:: Material provided

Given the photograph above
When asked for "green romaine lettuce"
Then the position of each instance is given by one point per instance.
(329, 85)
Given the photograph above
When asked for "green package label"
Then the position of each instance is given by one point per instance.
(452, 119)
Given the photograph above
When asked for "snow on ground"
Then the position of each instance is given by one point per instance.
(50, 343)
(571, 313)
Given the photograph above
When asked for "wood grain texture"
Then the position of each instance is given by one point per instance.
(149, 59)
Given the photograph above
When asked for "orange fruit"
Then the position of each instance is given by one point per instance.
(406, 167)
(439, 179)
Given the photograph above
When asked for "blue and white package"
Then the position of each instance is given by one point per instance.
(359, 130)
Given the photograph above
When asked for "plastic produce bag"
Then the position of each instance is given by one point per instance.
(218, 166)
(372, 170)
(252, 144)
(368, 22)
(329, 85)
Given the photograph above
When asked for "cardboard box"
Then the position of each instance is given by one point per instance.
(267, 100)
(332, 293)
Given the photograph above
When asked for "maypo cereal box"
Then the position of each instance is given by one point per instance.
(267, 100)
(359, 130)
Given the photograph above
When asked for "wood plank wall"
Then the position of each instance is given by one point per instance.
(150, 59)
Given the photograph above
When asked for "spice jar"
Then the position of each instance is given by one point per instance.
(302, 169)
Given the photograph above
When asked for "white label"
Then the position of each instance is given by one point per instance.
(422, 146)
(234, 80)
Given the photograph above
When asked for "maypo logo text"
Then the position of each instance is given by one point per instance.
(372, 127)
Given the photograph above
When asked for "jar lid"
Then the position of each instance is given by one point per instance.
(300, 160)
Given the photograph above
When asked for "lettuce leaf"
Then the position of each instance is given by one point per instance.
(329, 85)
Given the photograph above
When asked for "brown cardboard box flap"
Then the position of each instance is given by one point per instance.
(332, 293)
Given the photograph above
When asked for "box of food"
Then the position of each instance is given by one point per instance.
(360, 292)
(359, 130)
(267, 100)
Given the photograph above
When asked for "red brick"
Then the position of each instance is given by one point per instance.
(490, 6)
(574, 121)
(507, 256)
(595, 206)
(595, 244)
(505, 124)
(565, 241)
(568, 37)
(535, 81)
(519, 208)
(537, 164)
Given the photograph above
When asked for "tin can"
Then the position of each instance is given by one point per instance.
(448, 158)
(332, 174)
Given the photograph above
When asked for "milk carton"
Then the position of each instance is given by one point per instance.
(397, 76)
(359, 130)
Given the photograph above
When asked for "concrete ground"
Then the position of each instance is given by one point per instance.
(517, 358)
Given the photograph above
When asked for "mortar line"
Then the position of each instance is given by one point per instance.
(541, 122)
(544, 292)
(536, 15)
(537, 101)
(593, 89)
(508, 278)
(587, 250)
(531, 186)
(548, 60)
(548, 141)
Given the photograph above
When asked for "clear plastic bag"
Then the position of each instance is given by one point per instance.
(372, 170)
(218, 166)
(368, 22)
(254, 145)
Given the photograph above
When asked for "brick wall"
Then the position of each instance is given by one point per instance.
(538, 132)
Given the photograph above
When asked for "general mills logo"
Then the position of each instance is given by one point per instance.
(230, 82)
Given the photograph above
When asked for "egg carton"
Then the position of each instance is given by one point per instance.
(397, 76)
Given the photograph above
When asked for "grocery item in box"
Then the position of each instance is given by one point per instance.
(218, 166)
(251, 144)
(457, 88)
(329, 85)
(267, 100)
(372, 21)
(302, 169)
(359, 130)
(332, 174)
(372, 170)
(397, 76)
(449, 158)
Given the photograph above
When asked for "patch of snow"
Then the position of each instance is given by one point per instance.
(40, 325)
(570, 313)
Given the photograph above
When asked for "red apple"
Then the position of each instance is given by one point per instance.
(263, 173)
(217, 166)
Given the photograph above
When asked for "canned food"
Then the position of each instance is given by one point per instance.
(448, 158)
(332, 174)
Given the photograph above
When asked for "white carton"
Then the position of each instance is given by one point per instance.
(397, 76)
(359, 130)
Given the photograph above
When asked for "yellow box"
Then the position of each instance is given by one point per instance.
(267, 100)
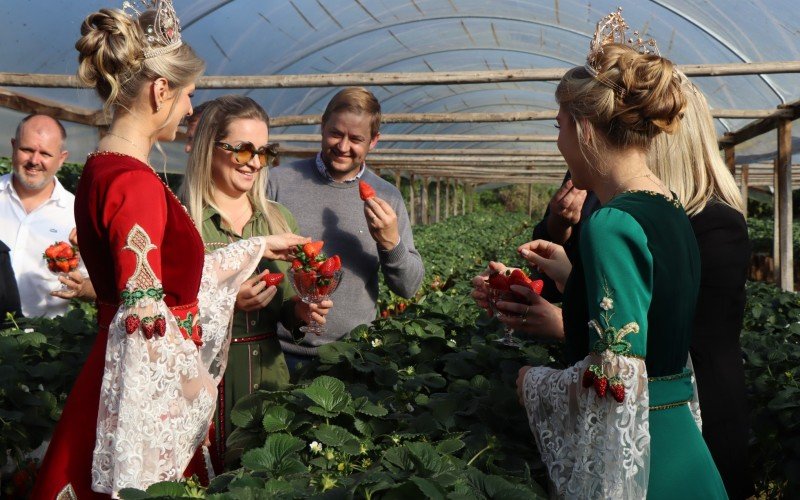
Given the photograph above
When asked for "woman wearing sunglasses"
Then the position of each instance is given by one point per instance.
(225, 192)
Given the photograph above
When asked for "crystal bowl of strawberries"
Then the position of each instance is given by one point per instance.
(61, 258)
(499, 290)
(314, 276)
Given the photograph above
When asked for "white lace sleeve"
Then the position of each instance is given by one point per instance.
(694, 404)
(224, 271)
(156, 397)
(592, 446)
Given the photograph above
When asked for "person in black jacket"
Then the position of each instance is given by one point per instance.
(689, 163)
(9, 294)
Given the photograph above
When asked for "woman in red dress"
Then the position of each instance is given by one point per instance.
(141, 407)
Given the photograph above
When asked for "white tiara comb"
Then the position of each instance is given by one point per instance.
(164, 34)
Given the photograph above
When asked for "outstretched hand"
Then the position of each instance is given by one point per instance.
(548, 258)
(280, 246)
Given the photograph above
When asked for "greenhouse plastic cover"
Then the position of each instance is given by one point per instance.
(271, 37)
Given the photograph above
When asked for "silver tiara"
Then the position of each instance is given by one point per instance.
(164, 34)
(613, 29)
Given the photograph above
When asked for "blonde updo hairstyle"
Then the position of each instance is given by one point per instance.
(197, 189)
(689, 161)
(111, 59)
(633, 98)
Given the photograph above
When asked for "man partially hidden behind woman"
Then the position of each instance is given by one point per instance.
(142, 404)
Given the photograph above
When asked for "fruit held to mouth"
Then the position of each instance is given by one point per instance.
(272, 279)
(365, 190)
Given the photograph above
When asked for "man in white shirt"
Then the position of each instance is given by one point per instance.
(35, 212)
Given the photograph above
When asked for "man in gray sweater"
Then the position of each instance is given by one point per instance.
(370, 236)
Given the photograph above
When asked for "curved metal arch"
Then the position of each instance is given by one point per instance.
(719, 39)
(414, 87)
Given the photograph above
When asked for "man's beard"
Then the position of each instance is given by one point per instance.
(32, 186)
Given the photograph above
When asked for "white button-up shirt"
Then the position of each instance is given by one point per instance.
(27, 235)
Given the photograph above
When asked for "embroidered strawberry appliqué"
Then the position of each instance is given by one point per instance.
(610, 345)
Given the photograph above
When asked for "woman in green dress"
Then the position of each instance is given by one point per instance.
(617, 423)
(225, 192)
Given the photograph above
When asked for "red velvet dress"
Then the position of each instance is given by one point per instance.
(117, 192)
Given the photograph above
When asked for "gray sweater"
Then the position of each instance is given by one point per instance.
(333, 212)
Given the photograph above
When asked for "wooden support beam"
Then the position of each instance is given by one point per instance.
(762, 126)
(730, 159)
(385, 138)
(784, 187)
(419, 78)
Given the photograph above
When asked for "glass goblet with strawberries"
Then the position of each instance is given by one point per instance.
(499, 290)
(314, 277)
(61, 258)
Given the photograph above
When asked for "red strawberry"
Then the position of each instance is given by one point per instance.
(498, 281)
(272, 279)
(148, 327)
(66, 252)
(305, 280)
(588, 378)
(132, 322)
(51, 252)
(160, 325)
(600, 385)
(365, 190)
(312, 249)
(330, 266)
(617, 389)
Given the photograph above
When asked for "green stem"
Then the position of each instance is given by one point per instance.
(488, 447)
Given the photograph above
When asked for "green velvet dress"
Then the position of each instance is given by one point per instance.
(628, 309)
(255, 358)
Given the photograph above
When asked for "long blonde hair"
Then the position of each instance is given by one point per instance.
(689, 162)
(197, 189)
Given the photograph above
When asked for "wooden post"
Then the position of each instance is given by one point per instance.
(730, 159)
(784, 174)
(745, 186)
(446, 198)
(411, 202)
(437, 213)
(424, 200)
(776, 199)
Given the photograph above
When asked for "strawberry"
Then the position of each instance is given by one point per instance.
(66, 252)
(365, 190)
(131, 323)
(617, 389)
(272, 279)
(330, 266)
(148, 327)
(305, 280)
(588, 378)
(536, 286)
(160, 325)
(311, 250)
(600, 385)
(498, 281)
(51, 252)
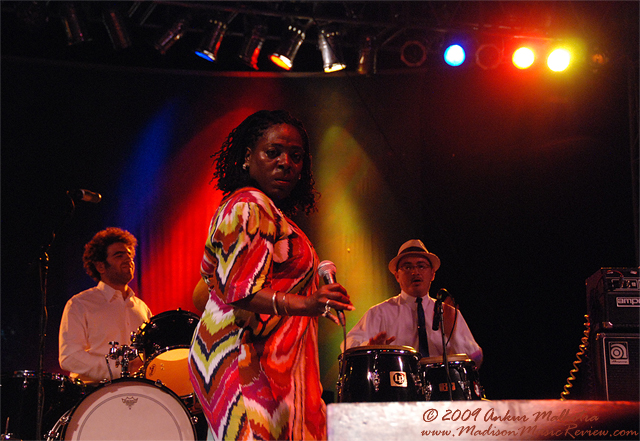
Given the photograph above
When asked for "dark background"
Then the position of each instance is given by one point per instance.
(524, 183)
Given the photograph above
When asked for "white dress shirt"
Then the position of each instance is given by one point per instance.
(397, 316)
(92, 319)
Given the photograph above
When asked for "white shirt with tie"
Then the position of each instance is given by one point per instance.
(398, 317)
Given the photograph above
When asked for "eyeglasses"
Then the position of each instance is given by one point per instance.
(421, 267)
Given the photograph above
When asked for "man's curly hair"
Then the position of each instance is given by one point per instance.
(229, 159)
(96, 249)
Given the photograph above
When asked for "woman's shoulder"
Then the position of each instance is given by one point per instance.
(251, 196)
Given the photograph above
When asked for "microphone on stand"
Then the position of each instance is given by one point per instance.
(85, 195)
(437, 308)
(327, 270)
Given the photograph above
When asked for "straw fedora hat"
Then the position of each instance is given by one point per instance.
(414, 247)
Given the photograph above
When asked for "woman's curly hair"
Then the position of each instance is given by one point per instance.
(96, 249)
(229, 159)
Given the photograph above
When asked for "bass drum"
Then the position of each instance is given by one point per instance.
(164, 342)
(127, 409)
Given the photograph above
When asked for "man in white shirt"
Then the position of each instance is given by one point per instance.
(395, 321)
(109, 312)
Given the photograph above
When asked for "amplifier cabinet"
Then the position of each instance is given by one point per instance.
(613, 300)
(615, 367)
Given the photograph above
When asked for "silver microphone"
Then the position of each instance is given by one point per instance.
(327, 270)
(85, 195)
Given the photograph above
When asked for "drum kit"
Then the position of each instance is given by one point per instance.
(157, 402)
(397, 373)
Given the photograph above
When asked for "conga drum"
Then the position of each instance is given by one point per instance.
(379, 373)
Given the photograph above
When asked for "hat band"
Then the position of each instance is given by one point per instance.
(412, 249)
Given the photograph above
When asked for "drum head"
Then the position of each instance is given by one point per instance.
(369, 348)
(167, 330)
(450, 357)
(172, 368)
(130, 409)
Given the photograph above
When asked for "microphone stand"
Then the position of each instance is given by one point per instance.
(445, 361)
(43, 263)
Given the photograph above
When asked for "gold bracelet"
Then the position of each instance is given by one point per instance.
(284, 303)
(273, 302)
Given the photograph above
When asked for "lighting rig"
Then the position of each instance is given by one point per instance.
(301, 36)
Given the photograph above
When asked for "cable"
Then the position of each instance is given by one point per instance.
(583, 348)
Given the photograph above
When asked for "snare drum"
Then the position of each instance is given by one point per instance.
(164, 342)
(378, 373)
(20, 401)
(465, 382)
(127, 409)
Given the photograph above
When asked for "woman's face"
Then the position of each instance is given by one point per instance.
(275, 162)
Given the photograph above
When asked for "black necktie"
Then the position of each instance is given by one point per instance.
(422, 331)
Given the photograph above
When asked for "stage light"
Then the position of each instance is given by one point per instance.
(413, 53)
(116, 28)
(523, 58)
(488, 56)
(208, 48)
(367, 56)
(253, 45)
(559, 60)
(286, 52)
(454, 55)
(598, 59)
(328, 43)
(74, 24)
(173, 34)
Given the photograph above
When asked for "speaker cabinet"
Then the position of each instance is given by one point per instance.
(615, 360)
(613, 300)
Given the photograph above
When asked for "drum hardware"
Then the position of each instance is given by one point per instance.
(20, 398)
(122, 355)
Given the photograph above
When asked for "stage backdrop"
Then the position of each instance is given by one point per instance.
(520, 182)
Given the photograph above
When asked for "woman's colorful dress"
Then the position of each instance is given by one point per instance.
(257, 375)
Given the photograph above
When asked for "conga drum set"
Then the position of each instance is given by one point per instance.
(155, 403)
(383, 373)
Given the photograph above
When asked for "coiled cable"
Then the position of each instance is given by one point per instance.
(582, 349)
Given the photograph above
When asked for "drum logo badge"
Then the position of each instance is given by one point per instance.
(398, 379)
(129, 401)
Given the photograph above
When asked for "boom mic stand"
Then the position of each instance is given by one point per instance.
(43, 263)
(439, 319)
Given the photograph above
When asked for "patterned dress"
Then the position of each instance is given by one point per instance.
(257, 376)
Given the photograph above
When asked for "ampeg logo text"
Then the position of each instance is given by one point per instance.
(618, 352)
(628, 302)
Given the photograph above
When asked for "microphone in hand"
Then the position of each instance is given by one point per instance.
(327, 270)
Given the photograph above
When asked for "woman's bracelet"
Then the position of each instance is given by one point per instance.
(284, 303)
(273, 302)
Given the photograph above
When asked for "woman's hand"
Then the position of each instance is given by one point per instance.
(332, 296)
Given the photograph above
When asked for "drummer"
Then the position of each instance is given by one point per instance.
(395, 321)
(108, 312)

::::

[Task instructions] Of the lines above, copy each that contains "shirt".

[Result of this exercise]
When asked for "man in white shirt"
When asked for "white button-up shirt"
When asked for "white dress shirt"
When asked for "white shirt with tie"
When asked for "man in white shirt"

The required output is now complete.